____ TEXTAUSSCHNITT

Ausstellung

Ralf König in Berlin

23. Juli 2010
Redaktion Börsenblatt
„Ich komm mir vor wie ne Witzfigur – 50 Jahre Ralf König“: Das Schwule Museum Berlin ehrt Ralf König. Ein Ausstellungsbericht von Elisabeth Grün.

Originalzeichnungen, deren Übermalungen und Überklebungen die Arbeitsweise des Zeichners dokumentieren, Spielkarten, T-Shirts, ein Hundenapf und – Schmuckstücke des Hauptleihgebers Mario Russo – zwei Weinflaschen mit Comic-Motiven: „Man fühlt sich plötzlich so verstaubt“, kommentiert Ralf König die Tatsache, dass er nun musealer Gegenstand ist. Dabei ist der Mann, der mittels seiner allzu menschlichen, dem Alltagsleben abgeschauten Knollennasen die homosexuelle Subkultur in deutsche Wohnzimmer brachte, der legitime Nachfahre Wilhelm Buschs, nicht nur wenn er trefflich reimt. Dreimal wurde er, neben etlichen anderen Prämierungen, mit dem Max-und-Moritz-Preis geehrt: zuerst 1992 – da hatte er bereits mit „Der bewegte Mann“ und „Kondom des Grauens“ verfilmungsreife Comics vorgelegt und mit „Lysistrate“ seinen ersten Klassiker adaptiert.

König, geboren am 8. August 1960 in Westfalen, absolvierte Hauptschule und lustlos eine Tischlerlehre, bevor er 1981 an die Staatliche Kunstakademie Düsseldorf ging. Da wusste er schon, dass er Comics machen wollte. Vorbild war neben Busch „die große Claire Bretécher. Sie malte das erste Mal Leute, die auf dem Sofa sitzen und sich anöden. Ganz normalen Alltag, die Frustrierten. Ich habe dann versucht, so etwas für Schwule zu machen.“ Unverkennbar auch der Einfluss von Robert Crumb: „Ich las heimlich ‚Fritz the Cat‘ und konnte mich gar nicht lassen vor Begeisterung. Da sitzen irgendwelche Miezekatzen in der Badewanne, kiffen und vögeln! Total toll! Sowas wollte ich auch mal machen!“ Er lacht: „Bei mir sind’s keine Mietzen geworden …“ Es wurden Konrad, Paul und Andere: „Anfang der Achtzigerjahre war das Thema Schwulsein noch richtig aufregend, und dass ich, was damals ja eher abseitig und krank war, zur richtigen Zeit mit Humor genommen habe, war wahrscheinlich genau das Richtige.“

Als sich die Auffassungen zur Homosexualität liberalisierten, wandte sich der gesellschaftlich Engagierte Anderem zu: „Ich habe mich lange nicht um Religion geschert, aber da es so ein enorm großes Thema geworden ist, mag ich mich dazu äußern.“ 2006 nahm er zeichnerisch Stellung zum Karikaturenstreit, was ihm den zweiten Max-und-Moritz einbrachte. Den dritten bekam er dieses Jahr für seine Interpretationen der biblischen Schöpfungsmythen, erschienen 2007 und 2009 unter den Titeln „Prototyp“ und „Archetyp“ in der FAZ. Die darauf folgende Empörung hat ihn überrascht. Er hatte „nicht vor, religiöse Gefühle zu verletzen oder blasphemisch zu werden. Ich will einfach nur meinen kritischen Blick auf diese Geschichten werfen.“

2007  trat er der Giordano-Bruno-Stiftung bei: „Ich hatte ein solches Bedürfnis nach Gleichgesinnten, die ein anderes als das religiöse Weltbild hatten.“ Zwischen Philosophen, Wissenschaftlern, Evolutionsforschern fühlte er sich als Comiczeichner zunächst ein bisschen seltsam. Aber man fand seine Darstellungsweise gut: „Ein dickes philosophisches Buch hat es schwerer, unter die Leute zu kommen; mit Humor kann man sehr viele Leute erreichen.“ Das liegt auch an den Knollennasen: „Die halten den Humor hoch, selbst wenn es ernst wird, und ermöglichen mir, hintersinnigere Geschichten zu erzählen.“ Wofür auch der Austausch mit zwei befreundeten Theologen und ein vierzehntägig in Königs Kölner Wohnung stattfindender Philosophie-Kreis sorgen. So vermag König in seinem neuen Comic den Apostel Paulus als Antityp („Ich grolle in Christus“) gegen andere Gestalten auszuspielen: „Den Griechen muss man eins bekunden: das Denken haben sie erfunden.

________
____ BEREITGESTELLTES MATERIAL

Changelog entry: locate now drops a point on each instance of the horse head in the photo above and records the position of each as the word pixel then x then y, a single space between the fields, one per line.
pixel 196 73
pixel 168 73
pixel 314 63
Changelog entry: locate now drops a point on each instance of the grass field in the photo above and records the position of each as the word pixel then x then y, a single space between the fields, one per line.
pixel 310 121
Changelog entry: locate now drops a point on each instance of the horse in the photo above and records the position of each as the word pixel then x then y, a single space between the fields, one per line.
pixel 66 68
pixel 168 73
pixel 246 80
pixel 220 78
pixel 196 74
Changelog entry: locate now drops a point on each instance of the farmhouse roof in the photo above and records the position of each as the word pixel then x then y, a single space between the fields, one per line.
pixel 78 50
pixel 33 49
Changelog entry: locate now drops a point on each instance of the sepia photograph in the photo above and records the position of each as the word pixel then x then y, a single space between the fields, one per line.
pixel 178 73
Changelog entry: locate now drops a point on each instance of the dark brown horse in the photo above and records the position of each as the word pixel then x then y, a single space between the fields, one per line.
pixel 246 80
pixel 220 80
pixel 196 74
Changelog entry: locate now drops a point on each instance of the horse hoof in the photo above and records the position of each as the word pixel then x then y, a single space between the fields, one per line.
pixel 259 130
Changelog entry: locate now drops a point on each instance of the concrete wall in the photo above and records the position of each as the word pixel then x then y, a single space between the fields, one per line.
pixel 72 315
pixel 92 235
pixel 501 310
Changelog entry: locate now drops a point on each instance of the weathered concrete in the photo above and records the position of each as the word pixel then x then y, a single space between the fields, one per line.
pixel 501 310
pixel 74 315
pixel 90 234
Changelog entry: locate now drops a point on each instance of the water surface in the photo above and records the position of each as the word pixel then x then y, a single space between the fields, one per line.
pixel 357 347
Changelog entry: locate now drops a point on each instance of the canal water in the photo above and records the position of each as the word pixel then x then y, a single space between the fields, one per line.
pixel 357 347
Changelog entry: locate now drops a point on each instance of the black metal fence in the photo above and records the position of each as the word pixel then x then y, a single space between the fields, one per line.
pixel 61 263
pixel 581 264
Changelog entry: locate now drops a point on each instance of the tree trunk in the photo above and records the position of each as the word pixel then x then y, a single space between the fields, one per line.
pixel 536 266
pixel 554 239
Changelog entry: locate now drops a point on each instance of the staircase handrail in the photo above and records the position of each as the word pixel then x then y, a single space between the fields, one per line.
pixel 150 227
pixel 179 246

________

• [ZU BEARBEITEN]:
(1) Zitieren Sie aus dem Ausstellungsbericht über Ralf König die Passage von „Originalzeichnungen, deren Übermalungen“ bis „ersten Klassiker adaptiert.“ wortgetreu.
(2) Welcher Stiftung trat Ralf König laut dem Ausstellungsbericht über Ralf König im Jahr 2007 bei?

• [ANTWORTEN NACH PUNKTEN]:
(1)
Originalzeichnungen, deren Übermalungen und Überklebungen die Arbeitsweise des Zeichners dokumentieren, Spielkarten, T-Shirts, ein Hundenapf und – Schmuckstücke des Hauptleihgebers Mario Russo – zwei Weinflaschen mit Comic-Motiven: „Man fühlt sich plötzlich so verstaubt“, kommentiert Ralf König die Tatsache, dass er nun musealer Gegenstand ist. Dabei ist der Mann, der mittels seiner allzu menschlichen, dem Alltagsleben abgeschauten Knollennasen die homosexuelle Subkultur in deutsche Wohnzimmer brachte, der legitime Nachfahre Wilhelm Buschs, nicht nur wenn er trefflich reimt. Dreimal wurde er, neben etlichen anderen Prämierungen, mit dem Max-und-Moritz-Preis geehrt: zuerst 1992 – da hatte er bereits mit „Der bewegte Mann“ und „Kondom des Grauens“ verfilmungsreife Comics vorgelegt und mit „Lysistrate“ seinen ersten Klassiker adaptiert.

(2) Der Giordano-Bruno-Stiftung.